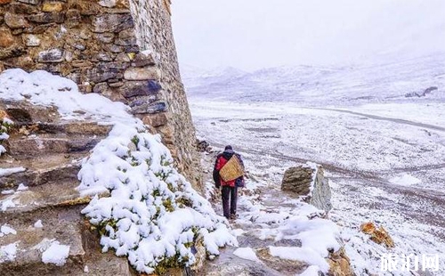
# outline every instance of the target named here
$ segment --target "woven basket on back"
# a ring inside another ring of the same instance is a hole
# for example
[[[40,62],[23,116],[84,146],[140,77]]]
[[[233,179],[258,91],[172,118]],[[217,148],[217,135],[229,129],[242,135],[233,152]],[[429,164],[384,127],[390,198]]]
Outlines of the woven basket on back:
[[[233,155],[220,170],[220,176],[225,183],[243,175],[244,168],[236,155]]]

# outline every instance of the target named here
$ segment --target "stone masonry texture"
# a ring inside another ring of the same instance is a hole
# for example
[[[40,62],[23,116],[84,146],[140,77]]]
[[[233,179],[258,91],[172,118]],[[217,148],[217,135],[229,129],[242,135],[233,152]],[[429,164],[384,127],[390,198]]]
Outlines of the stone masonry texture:
[[[0,72],[44,69],[131,107],[200,188],[169,0],[0,0]]]

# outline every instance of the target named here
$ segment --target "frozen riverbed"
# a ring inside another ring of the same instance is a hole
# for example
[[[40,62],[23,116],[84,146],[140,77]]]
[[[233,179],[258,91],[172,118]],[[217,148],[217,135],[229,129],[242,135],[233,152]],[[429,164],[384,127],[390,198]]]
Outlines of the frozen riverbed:
[[[288,166],[322,164],[333,189],[330,217],[344,227],[359,274],[382,274],[380,256],[387,253],[439,254],[441,271],[433,273],[445,273],[445,104],[315,109],[193,97],[190,107],[199,136],[232,144],[249,169],[277,187]],[[383,225],[396,248],[360,233],[368,221]]]

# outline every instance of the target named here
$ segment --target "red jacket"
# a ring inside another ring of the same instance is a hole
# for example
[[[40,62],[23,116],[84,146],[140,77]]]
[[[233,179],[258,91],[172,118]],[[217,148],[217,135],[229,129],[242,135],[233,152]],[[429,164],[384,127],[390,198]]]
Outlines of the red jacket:
[[[229,181],[229,182],[224,182],[222,179],[220,177],[220,170],[224,166],[224,165],[229,161],[229,159],[233,156],[236,155],[241,165],[243,165],[243,160],[241,159],[241,156],[238,153],[235,153],[231,150],[224,150],[224,152],[219,154],[216,157],[216,161],[214,162],[214,183],[216,184],[216,187],[219,187],[220,185],[222,186],[231,186],[231,187],[235,187],[235,186],[244,186],[244,178],[239,177],[237,179]],[[238,183],[238,185],[236,185]]]

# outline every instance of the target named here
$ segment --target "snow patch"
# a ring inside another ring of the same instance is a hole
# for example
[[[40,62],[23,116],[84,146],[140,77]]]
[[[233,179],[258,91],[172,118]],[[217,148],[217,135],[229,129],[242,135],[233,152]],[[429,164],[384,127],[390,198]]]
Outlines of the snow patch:
[[[38,220],[34,223],[34,228],[43,228],[44,224],[42,223],[42,220]]]
[[[16,235],[17,231],[8,224],[3,224],[2,227],[0,228],[0,237],[9,234]]]
[[[51,246],[42,254],[42,262],[63,266],[69,255],[69,246],[61,245],[59,241],[53,241]]]
[[[23,183],[20,183],[19,187],[17,187],[17,191],[23,191],[28,190],[28,186],[25,186]]]
[[[12,202],[13,198],[8,198],[4,200],[0,200],[0,206],[3,212],[6,211],[7,208],[12,208],[15,207],[15,203]]]
[[[402,185],[402,186],[411,186],[422,183],[420,179],[416,178],[408,174],[403,174],[401,175],[393,177],[390,179],[389,182],[392,184]]]
[[[233,255],[239,256],[242,259],[254,261],[254,262],[261,262],[260,259],[256,256],[254,249],[251,248],[239,248],[233,251]]]
[[[4,191],[2,191],[2,194],[3,195],[10,195],[10,194],[12,194],[14,193],[15,191],[13,190],[4,190]]]
[[[299,276],[319,276],[320,267],[317,265],[309,266],[303,273]]]
[[[293,247],[269,247],[271,255],[281,259],[302,261],[308,264],[317,265],[322,272],[329,271],[329,264],[324,257],[311,248]]]
[[[21,173],[24,171],[26,171],[26,168],[24,168],[23,166],[11,167],[11,168],[0,168],[0,177],[9,176],[11,175]]]
[[[17,241],[0,248],[0,264],[15,260],[18,243]]]

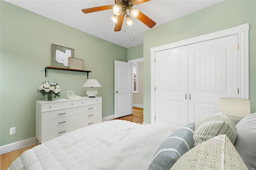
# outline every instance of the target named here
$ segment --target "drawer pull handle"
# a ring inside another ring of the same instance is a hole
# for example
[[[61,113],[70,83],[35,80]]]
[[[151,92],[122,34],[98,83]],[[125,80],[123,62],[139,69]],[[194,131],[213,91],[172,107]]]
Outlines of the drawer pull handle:
[[[65,114],[66,114],[66,113],[60,113],[59,114],[59,115],[64,115]]]
[[[66,121],[64,121],[62,122],[60,122],[60,123],[59,123],[59,124],[60,124],[61,123],[66,123]]]

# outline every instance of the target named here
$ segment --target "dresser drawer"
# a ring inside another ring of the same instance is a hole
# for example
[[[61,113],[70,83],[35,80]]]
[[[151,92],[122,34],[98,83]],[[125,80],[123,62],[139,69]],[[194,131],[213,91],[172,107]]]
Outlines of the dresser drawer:
[[[76,115],[45,121],[43,122],[42,131],[64,127],[77,122],[77,115]]]
[[[93,119],[96,117],[101,117],[101,111],[96,111],[78,115],[77,120],[78,121],[86,120]]]
[[[60,109],[75,107],[77,106],[77,101],[67,101],[65,102],[52,102],[42,105],[42,111],[49,111]]]
[[[62,127],[49,130],[43,132],[42,142],[52,139],[56,137],[68,133],[77,129],[77,123],[73,123]]]
[[[101,117],[95,116],[93,118],[80,121],[77,123],[77,128],[82,128],[84,127],[90,126],[102,122]]]
[[[77,114],[77,108],[71,107],[42,113],[42,121],[56,119]]]
[[[101,103],[79,106],[77,108],[77,113],[78,114],[80,114],[98,110],[101,110]]]
[[[101,97],[95,98],[90,98],[78,101],[78,106],[82,106],[86,105],[90,105],[91,104],[100,103],[102,102]]]

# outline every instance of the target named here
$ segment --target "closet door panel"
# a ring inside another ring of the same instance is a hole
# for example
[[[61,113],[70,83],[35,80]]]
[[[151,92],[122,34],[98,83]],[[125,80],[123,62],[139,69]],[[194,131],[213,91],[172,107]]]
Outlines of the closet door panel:
[[[218,111],[220,97],[238,97],[237,35],[188,45],[189,123]]]
[[[186,46],[156,53],[156,123],[188,123],[187,51]]]

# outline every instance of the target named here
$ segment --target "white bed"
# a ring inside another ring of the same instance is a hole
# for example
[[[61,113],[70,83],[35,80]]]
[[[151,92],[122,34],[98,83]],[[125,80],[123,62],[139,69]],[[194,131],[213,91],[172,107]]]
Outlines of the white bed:
[[[26,150],[8,170],[256,169],[256,113],[235,126],[217,113],[173,128],[102,122]]]
[[[172,133],[163,125],[104,122],[28,150],[9,169],[147,169],[157,148]]]

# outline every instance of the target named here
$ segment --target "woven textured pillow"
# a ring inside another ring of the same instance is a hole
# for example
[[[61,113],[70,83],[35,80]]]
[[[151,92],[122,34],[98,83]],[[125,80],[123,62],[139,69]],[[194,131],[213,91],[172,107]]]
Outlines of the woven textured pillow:
[[[244,118],[236,128],[235,147],[249,169],[256,169],[256,113]]]
[[[170,170],[182,155],[194,146],[194,123],[185,126],[172,133],[159,146],[149,170]]]
[[[227,115],[219,112],[200,123],[195,130],[194,145],[195,146],[216,136],[226,134],[233,144],[237,138],[236,129]]]
[[[173,165],[172,170],[248,170],[226,134],[194,147]]]

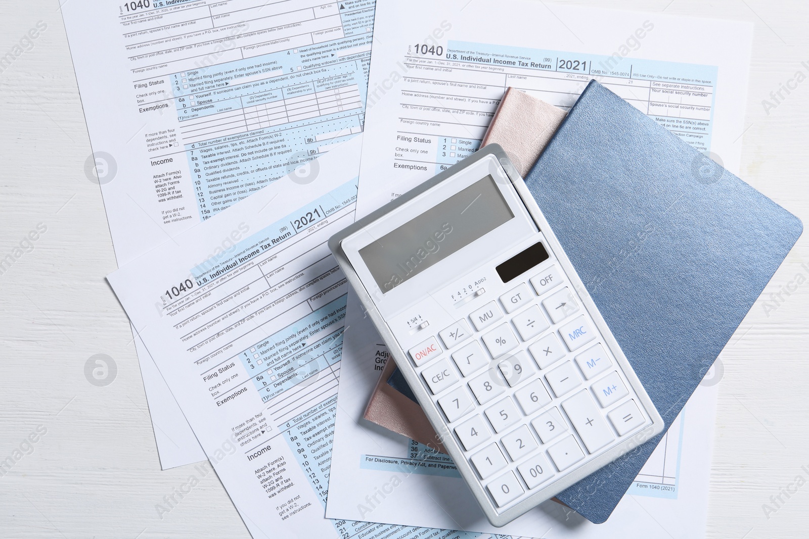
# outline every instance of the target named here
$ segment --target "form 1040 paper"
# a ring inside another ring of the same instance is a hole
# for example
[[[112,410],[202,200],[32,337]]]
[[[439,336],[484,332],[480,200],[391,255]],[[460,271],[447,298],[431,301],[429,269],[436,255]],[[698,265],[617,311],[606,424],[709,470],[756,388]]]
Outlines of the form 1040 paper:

------------------------------------------------------------

▸ THE TASK: Copy the records exactly. Skip the pictures.

▸ ANSWER TO THIS TASK:
# outline every instance of the target named here
$ segment --target "woven basket on back"
# a ring inside another ring of the same instance is a hole
# for example
[[[40,62],[23,116],[84,146],[140,77]]]
[[[233,179],[258,91],[172,118]],[[217,148],[217,135],[229,129],[242,135],[233,152]],[[429,164],[384,127],[390,198]]]
Outlines of the woven basket on back:
[[[233,155],[220,170],[220,176],[225,183],[243,175],[244,168],[236,155]]]

# outline every instance of the target named here
$ segment --target "stone masonry texture"
# a ring inside another ring of the same instance is a hole
# for example
[[[40,62],[23,116],[84,146],[140,77]]]
[[[233,179],[258,91],[172,118]],[[217,148],[217,135],[229,129],[242,135],[233,152]],[[429,164],[384,127],[390,198]]]
Outlines of the stone masonry texture:
[[[0,72],[44,69],[131,107],[200,188],[169,0],[0,0]]]

# outline every instance of the target named here
$ segment --target "frozen riverbed"
# a ring inside another ring of the same instance is a hole
# for example
[[[40,62],[23,116],[84,146],[140,77]]]
[[[233,179],[258,91],[172,118]],[[217,148],[217,135],[229,129],[242,135],[233,152]],[[429,164],[384,127],[390,198]]]
Outlines of the frozen riverbed:
[[[288,166],[322,164],[333,189],[330,217],[344,227],[359,274],[382,274],[380,256],[387,253],[439,254],[441,271],[433,273],[445,273],[445,104],[315,109],[193,97],[190,107],[199,136],[232,144],[249,169],[277,187]],[[383,225],[396,248],[360,233],[368,221]]]

# outline every instance of the target named here
$ segment --target "red jacket"
# a ring inside another ring of the same instance is a hole
# for example
[[[40,62],[23,116],[84,146],[140,77]]]
[[[233,179],[258,91],[172,118]],[[217,148],[217,135],[229,129],[242,135],[233,152]],[[429,164],[384,127],[390,198]]]
Outlines of the red jacket:
[[[229,181],[229,182],[224,182],[222,179],[220,177],[220,170],[224,166],[224,165],[229,161],[229,159],[233,156],[236,155],[241,165],[243,165],[243,160],[241,159],[241,156],[238,153],[235,153],[231,150],[224,150],[224,152],[219,154],[216,157],[216,161],[214,162],[214,183],[216,184],[216,187],[219,187],[220,185],[222,186],[231,186],[231,187],[235,187],[235,186],[244,186],[244,178],[239,177],[237,179]],[[238,183],[238,185],[236,185]]]

# outline every instance of the target named here
$ segment --target "snow patch"
# a ring inside another ring of the same instance is a hole
# for example
[[[40,62],[23,116],[84,146],[140,77]]]
[[[233,179],[258,91],[172,118]],[[217,148],[217,135],[229,129],[242,135],[233,152]],[[429,164],[384,127],[390,198]]]
Outlines of the snow patch:
[[[38,220],[34,223],[34,228],[43,228],[44,224],[42,223],[42,220]]]
[[[16,235],[17,231],[8,224],[3,224],[2,227],[0,228],[0,237],[9,234]]]
[[[51,246],[42,254],[42,262],[63,266],[69,255],[69,246],[61,245],[59,241],[53,241]]]
[[[23,183],[20,183],[19,187],[17,187],[17,191],[23,191],[28,190],[28,186],[25,186]]]
[[[12,202],[13,198],[8,198],[4,200],[0,200],[0,206],[3,212],[6,211],[7,208],[12,208],[15,207],[15,203]]]
[[[402,185],[402,186],[411,186],[422,183],[420,179],[416,178],[408,174],[403,174],[401,175],[393,177],[390,179],[389,182],[392,184]]]
[[[233,255],[239,256],[242,259],[254,261],[254,262],[261,262],[260,259],[256,256],[254,249],[251,248],[239,248],[233,251]]]
[[[4,191],[2,191],[2,194],[3,195],[10,195],[10,194],[12,194],[14,193],[15,191],[13,190],[4,190]]]
[[[299,276],[319,276],[320,267],[317,265],[309,266],[303,273]]]
[[[293,247],[269,247],[271,255],[281,259],[302,261],[308,264],[317,265],[322,272],[329,271],[329,264],[324,257],[311,248]]]
[[[21,173],[24,171],[26,171],[26,168],[24,168],[23,166],[11,167],[11,168],[0,168],[0,177],[9,176],[11,175]]]
[[[17,241],[0,248],[0,264],[15,260],[18,243]]]

# outline every instance of the target named here
$ segment --target "drawer pull handle"
# a ring inside another ring of the same instance is a hole
# for example
[[[61,113],[70,83],[35,80]]]
[[[151,92],[122,34],[98,83]],[[125,80],[123,62],[139,69]],[[194,131],[213,91],[172,107]]]
Outlines of the drawer pull handle:
[[[65,114],[66,114],[66,113],[60,113],[59,114],[59,115],[64,115]]]
[[[66,121],[64,121],[62,122],[60,122],[60,123],[59,123],[59,124],[60,124],[61,123],[66,123]]]

# outline every instance of the target named here
$ segment --target "dresser drawer"
# a ring inside another ring of the same instance is a hole
# for example
[[[61,113],[70,83],[35,80]]]
[[[151,92],[122,34],[98,83]],[[125,80],[123,62],[139,69]],[[194,131],[213,91],[172,107]]]
Outlines of the dresser drawer:
[[[76,115],[45,121],[43,122],[42,131],[64,127],[77,122],[77,115]]]
[[[93,119],[96,117],[101,117],[101,111],[96,111],[78,115],[77,120],[78,121],[86,120]]]
[[[60,109],[75,107],[77,106],[77,101],[67,101],[65,102],[52,102],[42,105],[42,111],[49,111]]]
[[[62,127],[49,130],[43,132],[42,142],[52,139],[56,137],[68,133],[77,129],[77,123],[73,123]]]
[[[101,117],[95,116],[93,118],[80,121],[77,123],[77,128],[82,128],[84,127],[90,126],[102,122]]]
[[[77,114],[77,108],[71,107],[42,113],[42,121],[56,119]]]
[[[101,103],[79,106],[77,108],[77,113],[78,114],[80,114],[98,110],[101,110]]]
[[[101,97],[95,98],[90,98],[78,101],[78,106],[82,106],[86,105],[90,105],[91,104],[100,103],[102,102]]]

# outline every instance of the target named here
$ segment --target "closet door panel"
# a ring inside another ring of the same instance is a hole
# for example
[[[61,113],[70,83],[35,80]]]
[[[151,92],[122,34],[98,83]],[[125,80],[123,62],[139,69]],[[194,131],[213,91],[172,107]]]
Outlines of the closet door panel:
[[[218,111],[220,97],[238,97],[237,35],[188,45],[189,123]]]
[[[186,46],[156,53],[156,123],[188,123],[187,51]]]

# outline every instance of the target named here
$ segment --target "white bed"
# a ring inside another ring of the same instance is a hole
# for example
[[[61,113],[70,83],[35,80]]]
[[[151,92],[122,34],[98,83]],[[125,80],[123,62],[139,69]],[[194,131],[213,91],[172,107]]]
Outlines of the white bed:
[[[26,150],[8,170],[256,169],[256,113],[235,126],[217,113],[173,128],[102,122]]]
[[[172,133],[163,125],[104,122],[28,150],[9,169],[147,169],[157,148]]]

# outline every instance of the target named here
$ segment --target "woven textured pillow"
# a ring inside another ring of the same instance is a hole
# for example
[[[61,113],[70,83],[35,80]]]
[[[151,92],[122,34],[98,83]],[[125,80],[123,62],[139,69]],[[194,131],[213,91],[172,107]]]
Outlines of the woven textured pillow:
[[[244,118],[236,128],[235,147],[249,169],[256,169],[256,113]]]
[[[170,170],[182,155],[194,146],[194,123],[185,126],[172,133],[159,146],[149,170]]]
[[[227,115],[219,112],[200,123],[195,130],[194,145],[195,146],[216,136],[226,134],[233,144],[237,138],[236,129]]]
[[[173,165],[172,170],[248,170],[226,134],[194,147]]]

# outline every instance of the target named here
$ segment --target "form 1040 paper"
# a ring inside another ring of the same instance is a hole
# for example
[[[112,410],[202,200],[32,337]]]
[[[439,336],[484,332],[480,200],[391,255]],[[460,271],[447,298],[431,301],[429,269],[436,255]],[[698,265],[617,311],[606,424],[709,470],[756,388]]]
Outlines of the form 1040 paper:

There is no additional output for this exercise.